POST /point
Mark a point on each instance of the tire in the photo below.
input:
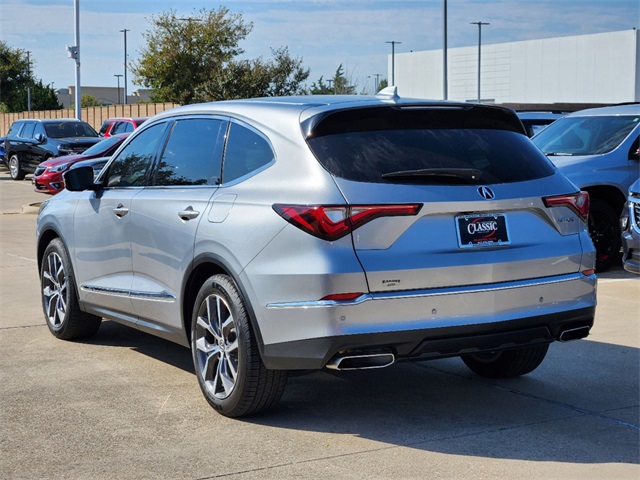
(604, 229)
(59, 297)
(507, 363)
(227, 362)
(15, 169)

■ Directive:
Rewrite these lines with "tire" changed to "wheel" and nothing else altered. Leave the pictures out.

■ Output of the task:
POST /point
Mark a point on each instance of the wheel in the photo below.
input:
(604, 229)
(59, 297)
(507, 363)
(227, 362)
(15, 169)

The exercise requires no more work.